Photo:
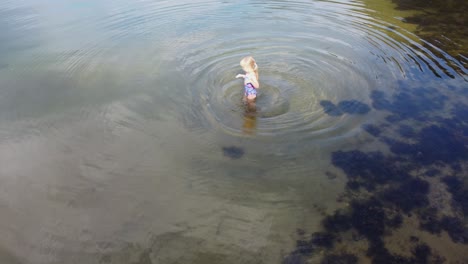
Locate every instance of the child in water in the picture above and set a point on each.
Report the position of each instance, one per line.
(251, 84)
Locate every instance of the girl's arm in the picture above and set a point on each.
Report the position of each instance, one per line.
(253, 80)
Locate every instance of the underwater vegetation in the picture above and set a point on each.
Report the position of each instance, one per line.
(409, 104)
(442, 23)
(371, 129)
(347, 106)
(385, 189)
(233, 152)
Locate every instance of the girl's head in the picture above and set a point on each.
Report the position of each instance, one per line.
(248, 64)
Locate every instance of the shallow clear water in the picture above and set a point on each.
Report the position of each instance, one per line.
(117, 117)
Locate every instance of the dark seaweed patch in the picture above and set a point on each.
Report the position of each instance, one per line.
(409, 195)
(414, 104)
(340, 259)
(395, 221)
(346, 106)
(428, 220)
(459, 193)
(304, 247)
(233, 152)
(455, 228)
(293, 259)
(421, 253)
(338, 222)
(322, 239)
(406, 131)
(381, 255)
(435, 143)
(368, 169)
(368, 218)
(432, 172)
(371, 129)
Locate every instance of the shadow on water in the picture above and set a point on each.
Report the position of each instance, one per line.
(442, 23)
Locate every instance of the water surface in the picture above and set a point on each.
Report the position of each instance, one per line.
(123, 137)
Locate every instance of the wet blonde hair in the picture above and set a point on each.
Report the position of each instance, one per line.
(249, 63)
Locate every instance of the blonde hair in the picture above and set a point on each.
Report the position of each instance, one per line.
(249, 63)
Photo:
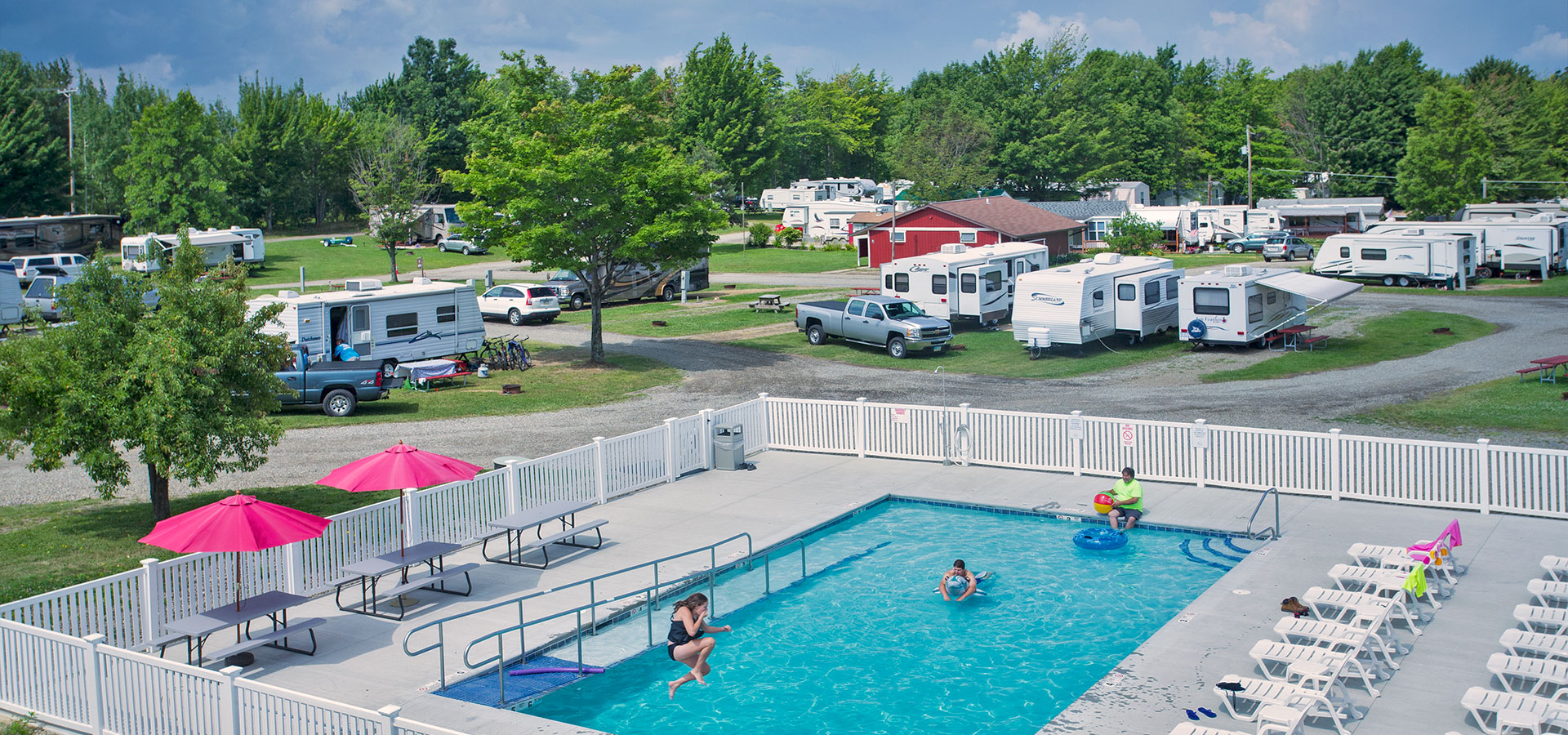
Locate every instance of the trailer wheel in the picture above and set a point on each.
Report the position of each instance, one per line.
(339, 403)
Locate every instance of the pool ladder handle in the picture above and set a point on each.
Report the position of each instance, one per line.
(1274, 530)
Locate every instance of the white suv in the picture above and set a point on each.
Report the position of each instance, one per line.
(56, 264)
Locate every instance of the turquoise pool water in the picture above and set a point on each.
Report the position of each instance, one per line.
(866, 646)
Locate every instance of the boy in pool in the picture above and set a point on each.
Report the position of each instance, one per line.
(961, 574)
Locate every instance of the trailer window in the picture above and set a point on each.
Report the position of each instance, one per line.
(1215, 301)
(402, 325)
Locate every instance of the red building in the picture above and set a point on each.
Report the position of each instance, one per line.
(971, 221)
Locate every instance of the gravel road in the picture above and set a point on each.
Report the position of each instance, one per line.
(720, 375)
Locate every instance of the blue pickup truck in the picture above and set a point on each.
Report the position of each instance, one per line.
(334, 386)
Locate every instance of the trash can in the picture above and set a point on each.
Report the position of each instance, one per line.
(729, 445)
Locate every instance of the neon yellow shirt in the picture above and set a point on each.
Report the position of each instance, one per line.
(1125, 489)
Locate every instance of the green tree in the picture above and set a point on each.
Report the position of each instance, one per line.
(1446, 155)
(177, 168)
(391, 182)
(590, 187)
(1133, 235)
(187, 389)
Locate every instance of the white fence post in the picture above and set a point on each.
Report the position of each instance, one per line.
(151, 599)
(860, 426)
(1200, 448)
(390, 715)
(601, 479)
(670, 450)
(229, 701)
(1334, 464)
(1078, 447)
(95, 682)
(294, 568)
(1484, 475)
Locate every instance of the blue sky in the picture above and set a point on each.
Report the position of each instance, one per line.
(339, 46)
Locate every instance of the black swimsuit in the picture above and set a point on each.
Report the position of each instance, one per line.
(678, 637)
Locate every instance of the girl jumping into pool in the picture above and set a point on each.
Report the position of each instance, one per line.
(687, 643)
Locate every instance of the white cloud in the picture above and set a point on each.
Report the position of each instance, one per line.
(1548, 52)
(1102, 32)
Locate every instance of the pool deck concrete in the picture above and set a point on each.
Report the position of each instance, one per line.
(361, 660)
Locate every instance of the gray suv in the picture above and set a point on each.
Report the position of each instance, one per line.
(1286, 248)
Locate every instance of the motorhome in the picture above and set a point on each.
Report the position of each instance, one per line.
(140, 252)
(963, 283)
(1242, 305)
(383, 323)
(1076, 305)
(826, 220)
(1504, 245)
(1399, 259)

※ ※ ※

#### [Exercise goal]
Reproduce all of the records above word for word, leaving out the pictures.

#### [Answer to this problem]
Photo:
Locate every instance of the child in water in the picture above and set a point on each.
Report the position of each instance, one per line.
(251, 84)
Locate every instance of the girl's arm in the picture above and set a point on each.
Report the position of each instance, one per line.
(253, 80)
Locate every instance of the underwater vegetation in the picture above and set a point on each.
Report the position of each instance, one per line.
(409, 104)
(442, 23)
(371, 129)
(347, 106)
(385, 189)
(233, 152)
Locate every instance of the girl's head in the picture above and set a point on each.
Report the position of each instance, one per line.
(248, 64)
Locate every instance of the shallow clear water in the picture above and set a point on each.
Report the position of each instance, one per line.
(117, 117)
Locate every instance of the dark seaweed patch in the picture above and set a point on each.
Report the position of each instance, one per line.
(409, 195)
(414, 104)
(340, 259)
(395, 221)
(346, 106)
(428, 220)
(459, 193)
(304, 247)
(233, 152)
(455, 228)
(293, 259)
(421, 253)
(338, 222)
(322, 239)
(406, 131)
(381, 255)
(435, 143)
(368, 169)
(368, 218)
(432, 172)
(371, 129)
Locate every instance of the shadow on water in the picture above and set a point on each.
Report the position of each instance, one per line.
(442, 23)
Locate every instance of the water surface in the picture above and set a point on each.
Report the position of each instance, one per line.
(123, 137)
Locate every instance of the wet blonde hair in the picture above and set a point on each.
Report the position of each instance, one per line.
(249, 63)
Locate every instance of the blonde hair in the picture above and set a point on each.
Report the position of each instance, one per line.
(249, 63)
Photo:
Locate every instance of the trailer wheel in the picture above and set a point on each.
Report the position of each instance, one per line.
(339, 403)
Locate every instance of the pool ladder handle in the picture above and set a point on each.
Report the position of each instance, one per line.
(1274, 530)
Locate every instance of the white suv in the picture above and set a point on each.
Report the position of each instance, one per line.
(56, 264)
Locate every instance of the turquoise pool water in the picture above and set a point on each.
Report the position of each instance, one per line.
(866, 646)
Locate every instance of the boy in pool in the picture above and set a point on each.
Report the position of each instance, one per line.
(961, 574)
Locate every instance of the trailer window in the picture above and set a point on each.
Report the position of each instance, one per line.
(1215, 301)
(402, 325)
Locate every instance of the red building in the picture above and set a point on each.
Report the position of each instance, one per line.
(971, 221)
Locate every instance of the gravel road in the picture above and set a point on each.
Report the position of each instance, one per line.
(720, 375)
Locate every instance of the blue pickup truck in the picture above and set a point on each.
Report the position of each instance, one per line.
(334, 386)
Locate every instance of the trash can in the picture above and set a point on each.
Report the position of each instance, one per line.
(729, 445)
Locate every instance of the neon yellow shirt in the picture above and set a point on each.
Report the position of each instance, one per line.
(1125, 489)
Locate every instance of the green tree in the picture above and set a point on each.
Report the position of each instance, one per line.
(1446, 155)
(177, 168)
(391, 182)
(590, 187)
(1133, 235)
(187, 389)
Locate every instance of the white fence post in the picture above and set a point on each.
Report the position of each instance, one per line.
(151, 599)
(860, 426)
(1200, 448)
(390, 715)
(601, 479)
(670, 450)
(229, 701)
(1334, 464)
(1078, 447)
(95, 682)
(294, 568)
(1484, 475)
Locate every instance of the blue sky in the picture above and set a point on each.
Report the position of each instance, one per line.
(339, 46)
Locate every instance of the black swimsuit in the picture above and set a point on each.
Report the position of each instance, one per line.
(678, 637)
Locate every instance of the girl jumping into pool in the picture above and set a point on each.
Report the position of each instance, one per line.
(687, 643)
Locate every instance of the white cloud in the picture above and set a point on each.
Report the position of each instance, one per line.
(1548, 52)
(1102, 32)
Locate every instance of the pool deck concrete in the picture above and set a point on each.
Report the position of each instance, one per line.
(361, 660)
Locate every instance of the gray suv in the picture above and set a point on each.
Report the position of each instance, one per line.
(1286, 248)
Locate every instance of the motorhome in the picture above and set a point on each.
Report the position of each instance, one per line.
(140, 252)
(963, 283)
(1242, 305)
(383, 323)
(1076, 305)
(826, 220)
(1504, 245)
(1399, 259)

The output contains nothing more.